> _Source document_:
##########

Files
homelab-docs/MONITORING.md
2026-01-16 15:50:17 -05:00

18 KiB

Monitoring and Alerting

Documentation for system monitoring, health checks, and alerting across the homelab.

Current Monitoring Status

Component Monitored? Method Alerts Notes
Gateway Yes Custom services Auto-reboot Internet watchdog + memory monitor
UPS Yes NUT + Home Assistant No Battery, load, runtime tracked
Syncthing Partial API (manual checks) No Connection status available
Server temps Partial Manual checks No Via sensors command
VM status Partial Proxmox UI No Manual monitoring
ZFS health No Manual zpool status No No automated checks
Disk health (SMART) No Manual smartctl No No automated checks
Network Partial Gateway watchdog Auto-reboot Connectivity check every 60s
Services No - No No health checks
Backups No - No No verification
Claude Code Yes Prometheus + Grafana Yes Token usage, burn rate, cost tracking

Overall Status: ⚠️ PARTIAL - Gateway monitoring active, Claude Code active, most else is manual


Existing Monitoring

UPS Monitoring (NUT)

Status: Active and working

What's monitored:

  • Battery charge percentage
  • Runtime remaining (seconds)
  • Load percentage
  • Input/output voltage
  • UPS status (OL/OB/LB)

Access:

# Full UPS status
ssh pve 'upsc cyberpower@localhost'

# Key metrics
ssh pve 'upsc cyberpower@localhost | grep -E "battery.charge:|battery.runtime:|ups.load:|ups.status:"'

Home Assistant Integration:

  • Sensors: sensor.cyberpower_*
  • Can be used for automation/alerts
  • Currently: No alerts configured

See: UPS.md


Gateway Monitoring

Status: Active with auto-recovery

Two custom systemd services monitor the UCG-Fiber gateway (10.10.10.1):

1. Internet Watchdog (internet-watchdog.service)

  • Pings external DNS (1.1.1.1, 8.8.8.8, 208.67.222.222) every 60 seconds
  • Auto-reboots gateway after 5 consecutive failures (~5 minutes)
  • Logs to /var/log/internet-watchdog.log

2. Memory Monitor (memory-monitor.service)

  • Logs memory usage and top processes every 10 minutes
  • Logs to /data/logs/memory-history.log
  • Auto-rotates when log exceeds 10MB

Quick Commands:

# Check service status
ssh ucg-fiber 'systemctl status internet-watchdog memory-monitor'

# View watchdog activity
ssh ucg-fiber 'tail -20 /var/log/internet-watchdog.log'

# View memory history
ssh ucg-fiber 'tail -100 /data/logs/memory-history.log'

# Current memory usage
ssh ucg-fiber 'free -m && ps -eo pid,rss,comm --sort=-rss | head -12'

See: GATEWAY.md


Claude Code Token Monitoring

Status: Active with alerts

Monitors Claude Code token usage across all machines to track subscription consumption and prevent hitting weekly limits.

##########

> _Exercise goal_: Copy out the monitoring documentation from "UPS Monitoring (NUT)" up to and including "UPS status (OL/OB/LB)".

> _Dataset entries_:
##########

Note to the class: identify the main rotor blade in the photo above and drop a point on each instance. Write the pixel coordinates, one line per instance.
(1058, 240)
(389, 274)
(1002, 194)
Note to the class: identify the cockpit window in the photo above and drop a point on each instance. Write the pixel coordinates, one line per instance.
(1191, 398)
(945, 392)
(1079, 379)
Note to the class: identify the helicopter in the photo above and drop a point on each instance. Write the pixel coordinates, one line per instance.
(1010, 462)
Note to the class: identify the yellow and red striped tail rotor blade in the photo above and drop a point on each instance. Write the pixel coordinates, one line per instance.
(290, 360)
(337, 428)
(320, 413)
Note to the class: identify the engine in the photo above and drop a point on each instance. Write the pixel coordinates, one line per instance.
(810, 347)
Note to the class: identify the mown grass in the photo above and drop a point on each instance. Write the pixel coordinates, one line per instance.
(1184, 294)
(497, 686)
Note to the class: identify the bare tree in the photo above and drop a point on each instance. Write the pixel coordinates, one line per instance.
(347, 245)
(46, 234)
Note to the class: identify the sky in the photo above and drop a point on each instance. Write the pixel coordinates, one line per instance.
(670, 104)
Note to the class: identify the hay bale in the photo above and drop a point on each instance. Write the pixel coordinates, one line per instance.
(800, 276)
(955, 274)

##########

> _Completed exercise_:
UPS Monitoring (NUT)

Status: Active and working

What's monitored:

  • Battery charge percentage
  • Runtime remaining (seconds)
  • Load percentage
  • Input/output voltage
  • UPS status (OL/OB/LB)